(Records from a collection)
#####

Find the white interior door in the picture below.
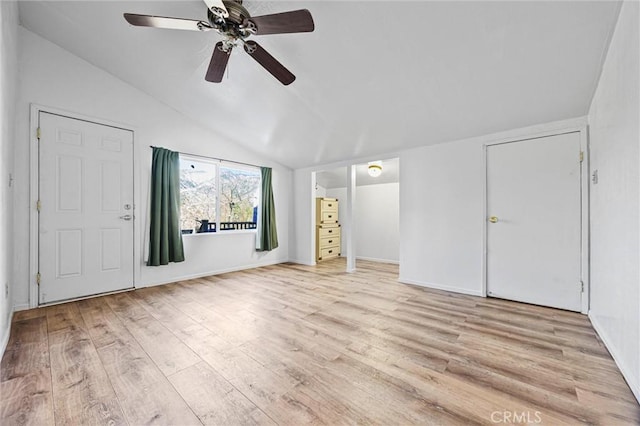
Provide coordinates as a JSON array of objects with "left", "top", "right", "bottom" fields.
[
  {"left": 486, "top": 132, "right": 582, "bottom": 311},
  {"left": 38, "top": 112, "right": 134, "bottom": 304}
]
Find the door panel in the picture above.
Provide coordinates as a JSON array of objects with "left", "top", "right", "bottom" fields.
[
  {"left": 101, "top": 161, "right": 122, "bottom": 212},
  {"left": 56, "top": 229, "right": 82, "bottom": 278},
  {"left": 56, "top": 155, "right": 83, "bottom": 211},
  {"left": 486, "top": 132, "right": 582, "bottom": 311},
  {"left": 39, "top": 112, "right": 134, "bottom": 304},
  {"left": 101, "top": 228, "right": 122, "bottom": 271}
]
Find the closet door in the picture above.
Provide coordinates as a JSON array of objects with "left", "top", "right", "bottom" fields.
[{"left": 486, "top": 132, "right": 582, "bottom": 311}]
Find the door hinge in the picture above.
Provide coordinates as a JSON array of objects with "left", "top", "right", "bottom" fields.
[
  {"left": 36, "top": 272, "right": 41, "bottom": 286},
  {"left": 36, "top": 200, "right": 41, "bottom": 212},
  {"left": 579, "top": 151, "right": 584, "bottom": 163},
  {"left": 580, "top": 280, "right": 584, "bottom": 292},
  {"left": 36, "top": 127, "right": 41, "bottom": 140}
]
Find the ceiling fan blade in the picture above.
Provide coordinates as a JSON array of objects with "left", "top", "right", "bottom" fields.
[
  {"left": 244, "top": 9, "right": 314, "bottom": 35},
  {"left": 205, "top": 42, "right": 232, "bottom": 83},
  {"left": 124, "top": 13, "right": 211, "bottom": 31},
  {"left": 243, "top": 41, "right": 295, "bottom": 85},
  {"left": 203, "top": 0, "right": 229, "bottom": 18}
]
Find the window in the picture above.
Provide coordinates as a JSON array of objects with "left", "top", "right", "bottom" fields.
[
  {"left": 179, "top": 155, "right": 260, "bottom": 234},
  {"left": 219, "top": 165, "right": 261, "bottom": 229}
]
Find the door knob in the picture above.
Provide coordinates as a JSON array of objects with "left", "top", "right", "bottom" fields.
[
  {"left": 119, "top": 214, "right": 132, "bottom": 221},
  {"left": 489, "top": 216, "right": 498, "bottom": 223}
]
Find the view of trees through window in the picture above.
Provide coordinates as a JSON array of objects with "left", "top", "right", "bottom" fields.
[
  {"left": 220, "top": 166, "right": 261, "bottom": 223},
  {"left": 179, "top": 156, "right": 260, "bottom": 233},
  {"left": 179, "top": 158, "right": 217, "bottom": 231}
]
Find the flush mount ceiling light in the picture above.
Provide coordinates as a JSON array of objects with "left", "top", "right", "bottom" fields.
[{"left": 368, "top": 161, "right": 383, "bottom": 177}]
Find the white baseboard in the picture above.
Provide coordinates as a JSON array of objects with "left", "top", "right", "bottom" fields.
[
  {"left": 13, "top": 303, "right": 31, "bottom": 312},
  {"left": 398, "top": 276, "right": 483, "bottom": 297},
  {"left": 137, "top": 258, "right": 290, "bottom": 289},
  {"left": 1, "top": 310, "right": 14, "bottom": 361},
  {"left": 288, "top": 259, "right": 316, "bottom": 266},
  {"left": 588, "top": 312, "right": 640, "bottom": 404},
  {"left": 356, "top": 256, "right": 399, "bottom": 265}
]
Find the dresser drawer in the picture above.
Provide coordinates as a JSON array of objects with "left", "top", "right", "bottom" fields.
[
  {"left": 318, "top": 246, "right": 339, "bottom": 260},
  {"left": 320, "top": 199, "right": 338, "bottom": 212},
  {"left": 318, "top": 226, "right": 340, "bottom": 239},
  {"left": 319, "top": 211, "right": 338, "bottom": 224},
  {"left": 319, "top": 236, "right": 340, "bottom": 249}
]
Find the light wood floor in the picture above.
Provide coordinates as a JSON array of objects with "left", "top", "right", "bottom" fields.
[{"left": 1, "top": 259, "right": 639, "bottom": 425}]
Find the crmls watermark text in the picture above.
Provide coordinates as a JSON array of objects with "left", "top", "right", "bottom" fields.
[{"left": 490, "top": 410, "right": 543, "bottom": 424}]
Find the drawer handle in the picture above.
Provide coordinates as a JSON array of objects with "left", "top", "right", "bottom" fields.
[
  {"left": 328, "top": 230, "right": 332, "bottom": 233},
  {"left": 328, "top": 250, "right": 333, "bottom": 254},
  {"left": 328, "top": 203, "right": 332, "bottom": 207},
  {"left": 328, "top": 215, "right": 332, "bottom": 218},
  {"left": 328, "top": 240, "right": 333, "bottom": 244}
]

#####

> _ACTION ITEM_
Your copy must repeat the data word for word and show none of its images.

> _FINAL ANSWER_
Find the white interior door in the picture below.
Provide coordinates as a JSON array of objects with "left", "top", "right", "bottom" fields.
[
  {"left": 486, "top": 132, "right": 582, "bottom": 311},
  {"left": 38, "top": 112, "right": 134, "bottom": 304}
]
Find the door panel in the picture above.
Provide coordinates as a JSON array of objects with "left", "top", "right", "bottom" fields.
[
  {"left": 101, "top": 161, "right": 122, "bottom": 212},
  {"left": 56, "top": 229, "right": 82, "bottom": 278},
  {"left": 56, "top": 155, "right": 83, "bottom": 211},
  {"left": 486, "top": 132, "right": 582, "bottom": 311},
  {"left": 39, "top": 112, "right": 134, "bottom": 304},
  {"left": 101, "top": 228, "right": 122, "bottom": 271}
]
Find the closet door in the picture above.
Provide coordinates as a JSON array of objects with "left", "top", "right", "bottom" fields.
[{"left": 486, "top": 132, "right": 582, "bottom": 311}]
Find the door hinge in the picture above.
Provide coordinates as a JSON array of objects with "left", "top", "right", "bottom" fields.
[
  {"left": 36, "top": 272, "right": 41, "bottom": 286},
  {"left": 36, "top": 200, "right": 41, "bottom": 212},
  {"left": 579, "top": 151, "right": 584, "bottom": 163},
  {"left": 580, "top": 280, "right": 584, "bottom": 292},
  {"left": 36, "top": 127, "right": 41, "bottom": 140}
]
Find the ceiling fan blade in the picture above.
Provide coordinates as a JSON array of objects with "left", "top", "right", "bottom" fields.
[
  {"left": 244, "top": 9, "right": 314, "bottom": 35},
  {"left": 205, "top": 42, "right": 232, "bottom": 83},
  {"left": 124, "top": 13, "right": 211, "bottom": 31},
  {"left": 243, "top": 41, "right": 295, "bottom": 85},
  {"left": 203, "top": 0, "right": 229, "bottom": 18}
]
Find the window in the picture above.
Provide coordinates as a JSON array of objects with "left", "top", "right", "bottom" fields.
[
  {"left": 179, "top": 155, "right": 260, "bottom": 234},
  {"left": 219, "top": 165, "right": 261, "bottom": 229}
]
Find the door knob in the picture above.
Provide coordinates as a JSON array of objects with "left", "top", "right", "bottom" fields.
[
  {"left": 119, "top": 214, "right": 132, "bottom": 221},
  {"left": 489, "top": 216, "right": 498, "bottom": 223}
]
Find the view of trees through window in the picture above.
Provide coordinates as a JSON array of objects with "left", "top", "right", "bottom" fields.
[
  {"left": 220, "top": 166, "right": 261, "bottom": 223},
  {"left": 179, "top": 156, "right": 260, "bottom": 233},
  {"left": 179, "top": 158, "right": 217, "bottom": 231}
]
Find the flush mount ceiling light in the picture above.
Provide coordinates as a JSON array of objects with "left", "top", "right", "bottom" fields.
[{"left": 368, "top": 161, "right": 383, "bottom": 177}]
Find the white baseboard in the picture above.
Provide coordinates as a JSON array of objects with "left", "top", "right", "bottom" fields.
[
  {"left": 13, "top": 303, "right": 31, "bottom": 312},
  {"left": 398, "top": 276, "right": 483, "bottom": 297},
  {"left": 137, "top": 258, "right": 290, "bottom": 289},
  {"left": 1, "top": 310, "right": 14, "bottom": 361},
  {"left": 288, "top": 259, "right": 316, "bottom": 266},
  {"left": 588, "top": 312, "right": 640, "bottom": 404},
  {"left": 356, "top": 256, "right": 399, "bottom": 265}
]
Find the dresser drawer in the picture above.
Provide coordinates as a JSON array of objects with "left", "top", "right", "bottom" fields.
[
  {"left": 318, "top": 246, "right": 339, "bottom": 260},
  {"left": 320, "top": 199, "right": 338, "bottom": 212},
  {"left": 318, "top": 226, "right": 340, "bottom": 239},
  {"left": 319, "top": 211, "right": 338, "bottom": 224},
  {"left": 319, "top": 236, "right": 340, "bottom": 249}
]
Find the light wood floor in the picture above.
Provide coordinates as a JSON array of objects with "left", "top", "right", "bottom" fields.
[{"left": 1, "top": 259, "right": 639, "bottom": 425}]
Find the crmls watermark text in the picture above.
Provide coordinates as a JSON array of objects with "left", "top", "right", "bottom" fields.
[{"left": 490, "top": 410, "right": 543, "bottom": 424}]
Find the drawer handle in the picture above.
Provide coordinates as a JSON array of objects with "left", "top", "right", "bottom" fields.
[
  {"left": 328, "top": 230, "right": 332, "bottom": 233},
  {"left": 328, "top": 250, "right": 333, "bottom": 254},
  {"left": 328, "top": 203, "right": 332, "bottom": 207},
  {"left": 328, "top": 215, "right": 332, "bottom": 218},
  {"left": 328, "top": 240, "right": 333, "bottom": 244}
]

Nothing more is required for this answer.